Passage provided »
◆ ◆ ◆ ◆ ◆
Avoiding difficult people can be, well, difficult, to put it simply. When learning how to deal with difficult people, it doesn’t really matter where you work. At some point, you may have to deal with someone who may cause turmoil or bring up issues in your work environment. It may be a customer; it may be a coworker. It seems no matter what you do, you will encounter a difficult situation with a difficult person.
Difficult people can put a real strain on the general morale and workflow of your job. They tend to bring people down and make them have a lot of negative feelings about coming into work. It may only occur once or twice a week, but that feeling will bleed into every day and make you feel bogged down and tired. This tends to hurt productivity and eventually affect the morale of the whole office.
In this article, we will hopefully leave you with some valuable information on how to deal with a difficult person. We’ll show you how to go about understanding where they may be coming from. We’ll cover the consequences of not addressing difficult people. Lastly, we will leave you with some strategies for disarming or dealing with difficult people.
First, to try to understand a difficult person, let’s define exactly what that means in the context of the workplace. A difficult person is someone who may consistently exhibit challenging behaviors, attitudes, or interpersonal traits that hinder effective collaboration, disrupt team dynamics, or create a hostile or unproductive work environment. As stated earlier, this could be someone you work with every day, someone you work with once or twice a week, or a specific few customers. A few common traits or behaviors of a difficult person are listed below.
- Negativity: Consistently focusing on problems while offering no solution or constructive input. Complains often.
- Stubbornness: a strong refusal to change, even when there is strong evidence supporting the changes. will exhibit an inability to understand alternate points of view.
- Passive aggressiveness: showing extreme dissatisfaction, resistance, or hostility through indirect backhanded compliments, subtle sarcasm, or nonverbal cues.
- Micromanagement: Consistently overseeing what people are doing and undermining their authority and competence.
- Dishonesty: withholding information, gossiping, spreading rumors, or lying about work-related matters. This can often lead to undermining your co-workers by sabotaging their efforts.
◆ ◆ ◆ ◆ ◆
Problems and tasks »
(1) Name every trait or behavior given as a heading in the list within the article on difficult people.
(2) Rewrite the stretch of the article on difficult people from "- Negativity: Consistently" through "points of view.", replacing "constructive" with "practical".
None of the lines are needed for any of the work here.

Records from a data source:
◆ ◆ ◆ ◆ ◆
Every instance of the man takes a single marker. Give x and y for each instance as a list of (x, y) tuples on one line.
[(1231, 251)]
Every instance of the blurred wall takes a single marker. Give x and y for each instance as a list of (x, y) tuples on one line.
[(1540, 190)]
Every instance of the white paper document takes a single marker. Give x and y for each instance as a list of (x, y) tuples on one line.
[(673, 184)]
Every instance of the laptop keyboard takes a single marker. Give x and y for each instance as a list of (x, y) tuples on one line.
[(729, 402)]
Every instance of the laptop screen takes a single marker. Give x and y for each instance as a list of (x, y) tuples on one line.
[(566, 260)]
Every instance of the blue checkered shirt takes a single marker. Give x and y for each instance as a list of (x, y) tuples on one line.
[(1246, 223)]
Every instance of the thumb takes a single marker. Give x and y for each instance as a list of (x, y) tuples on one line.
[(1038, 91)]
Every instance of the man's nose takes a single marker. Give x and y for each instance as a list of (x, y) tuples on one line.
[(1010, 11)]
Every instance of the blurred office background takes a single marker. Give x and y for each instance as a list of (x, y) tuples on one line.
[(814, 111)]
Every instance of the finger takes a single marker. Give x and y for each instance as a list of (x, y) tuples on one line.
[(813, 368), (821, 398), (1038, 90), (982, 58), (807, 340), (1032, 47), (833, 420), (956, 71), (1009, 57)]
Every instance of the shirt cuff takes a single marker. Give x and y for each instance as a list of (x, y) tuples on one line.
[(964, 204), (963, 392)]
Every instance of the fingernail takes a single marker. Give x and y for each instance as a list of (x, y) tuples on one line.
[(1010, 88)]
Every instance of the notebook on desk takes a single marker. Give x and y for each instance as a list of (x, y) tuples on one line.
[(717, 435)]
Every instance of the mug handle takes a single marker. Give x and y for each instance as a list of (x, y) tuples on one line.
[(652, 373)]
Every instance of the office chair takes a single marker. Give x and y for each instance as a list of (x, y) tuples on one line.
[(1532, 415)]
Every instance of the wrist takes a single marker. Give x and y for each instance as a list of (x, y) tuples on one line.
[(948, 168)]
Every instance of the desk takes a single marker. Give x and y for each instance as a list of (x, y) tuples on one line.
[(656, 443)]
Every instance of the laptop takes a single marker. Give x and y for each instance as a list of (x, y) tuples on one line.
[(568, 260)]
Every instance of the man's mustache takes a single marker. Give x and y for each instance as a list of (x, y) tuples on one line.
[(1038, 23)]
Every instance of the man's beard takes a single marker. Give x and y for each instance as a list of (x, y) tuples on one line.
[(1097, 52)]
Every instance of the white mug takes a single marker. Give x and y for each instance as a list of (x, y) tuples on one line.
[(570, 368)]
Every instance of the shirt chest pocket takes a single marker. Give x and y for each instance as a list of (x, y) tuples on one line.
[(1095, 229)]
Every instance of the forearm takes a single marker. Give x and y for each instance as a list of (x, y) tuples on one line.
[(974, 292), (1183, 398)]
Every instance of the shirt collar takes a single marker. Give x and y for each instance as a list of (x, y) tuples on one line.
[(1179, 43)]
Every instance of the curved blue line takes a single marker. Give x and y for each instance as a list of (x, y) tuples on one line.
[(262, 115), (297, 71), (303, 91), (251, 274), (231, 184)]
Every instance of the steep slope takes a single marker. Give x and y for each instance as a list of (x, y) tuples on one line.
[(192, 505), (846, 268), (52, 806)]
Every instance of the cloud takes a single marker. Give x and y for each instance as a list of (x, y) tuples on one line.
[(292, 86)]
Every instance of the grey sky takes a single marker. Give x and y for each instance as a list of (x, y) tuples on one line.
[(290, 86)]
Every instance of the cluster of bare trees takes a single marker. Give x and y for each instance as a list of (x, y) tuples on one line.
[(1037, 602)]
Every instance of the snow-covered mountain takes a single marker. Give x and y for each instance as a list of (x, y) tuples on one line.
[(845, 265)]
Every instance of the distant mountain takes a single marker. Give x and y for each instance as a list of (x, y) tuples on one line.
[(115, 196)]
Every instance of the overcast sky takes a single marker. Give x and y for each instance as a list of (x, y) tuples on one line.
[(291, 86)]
◆ ◆ ◆ ◆ ◆
Outputs by task »
(1) Negativity, Stubbornness, Passive aggressiveness, Micromanagement, Dishonesty

(2)
- Negativity: Consistently focusing on problems while offering no solution or practical input. Complains often.
- Stubbornness: a strong refusal to change, even when there is strong evidence supporting the changes. will exhibit an inability to understand alternate points of view.